But most importantly, nobody else in the film industry is telling stories on “Avatar’s” truly epic scale. Though Marvel came close with the box office smashes of “Infinity War” and “Endgame,” beholden to the whims of marketing and merchandising, it could never replicate Cameron’s choices in character and storytelling. The “four-quadrant movie” — one that appeals to four major gender and age demographics — is the ideal for blockbusters in Hollywood, but “Avatar” may be the only recent epic to actually deliver on that promise. Unfettered by corporate restriction, Cameron’s creation of a fully formed world has obviously resonated with viewers. What other film has provoked a kind of “depression” in enough of its viewers, despondent that they can’t actually exist within that world, to warrant legitimate news coverage?
Does cultural impact, a metric only really definable by merchandise sales and social media impressions, actually outweigh personal impact? This is especially salient, given that “Avatar” has experienced continued success while its fleetingly dominant competitors have faded away. People like “Avatar.” People go to see “Avatar” — in fact, many of them. I’ve never posted about “Avatar” on X, “The Everything App,” or any other platform, nor have I bought much “Avatar” anything, except for one secondhand Lego set. But “The Way of Water,” in particular, had a tremendous emotional effect on me, one that was compounded with “Fire and Ash.” I connected more strongly with Lo’ak — the remaining Sully son — in this installment than I have with any other film character in the last few years.
Perhaps as a result, I feel almost offended by the notion that “Avatar” somehow needs to exist for more than its own sake. Is it not enough to be sold something every time you bat an eye or remind your phone that you’re alive? “Avatar” marks a respite not just from that, but from the world at large; it makes “transportative” feel too small a word. No matter who you are, Cameron has a story to tell you, in a way you’ve probably never seen a story told before. It’s okay if the term Toruk Makto slips your mind — the movie will catch you up. From “Avatar’s” protagonist Jake Sully, as if to the unconvinced: “You have new eyes. All you gotta do is open them.”

Dataset content:
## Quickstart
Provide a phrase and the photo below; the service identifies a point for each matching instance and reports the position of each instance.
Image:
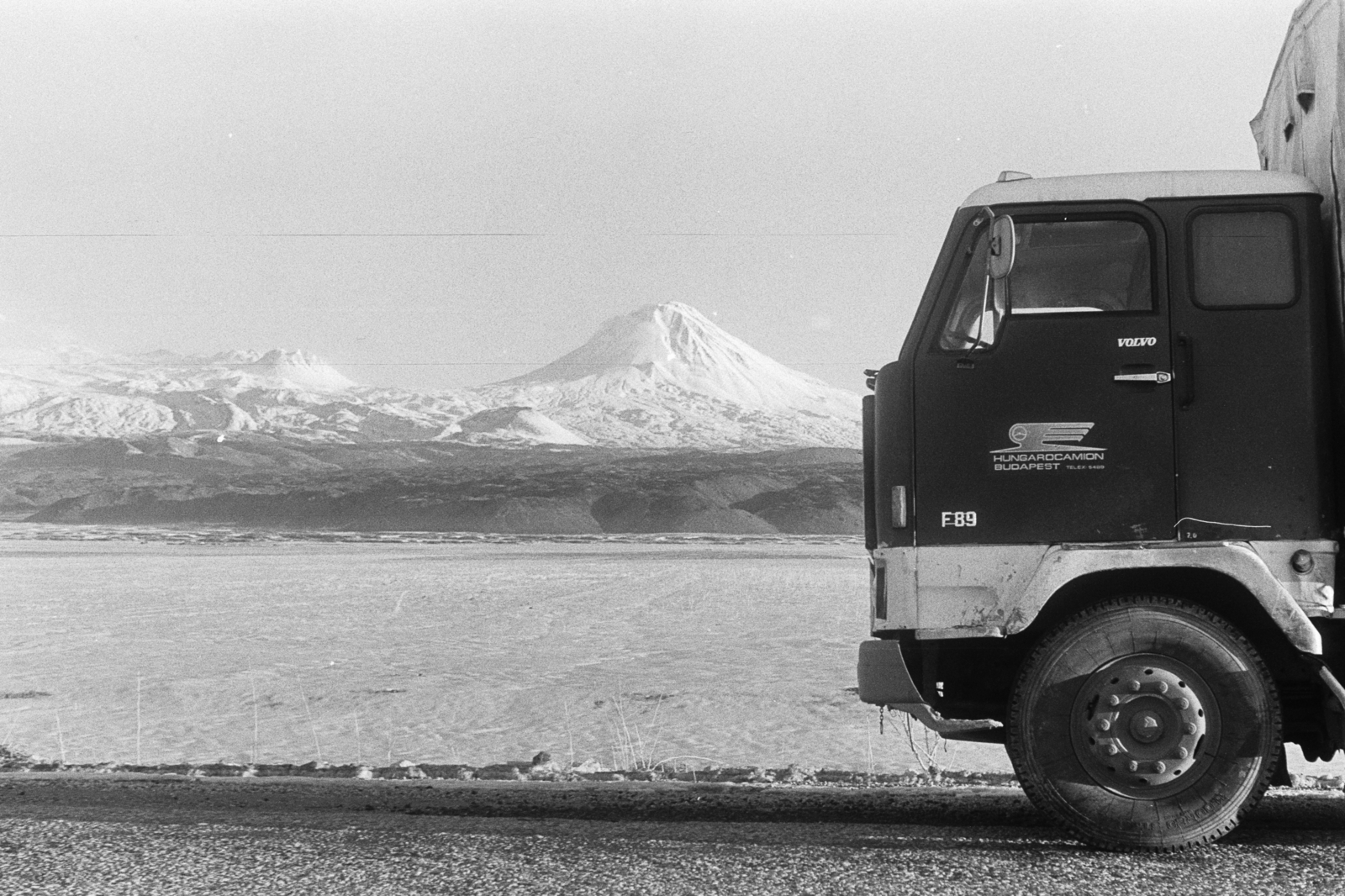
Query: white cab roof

Aim:
In the passage about "Avatar," why could Marvel never replicate Cameron's choices in character and storytelling? Explain in one to three sentences.

Solved exercise:
Marvel was beholden to the whims of marketing and merchandising, even though "Infinity War" and "Endgame" were box office smashes. Cameron, by contrast, worked unfettered by corporate restriction and built a fully formed world.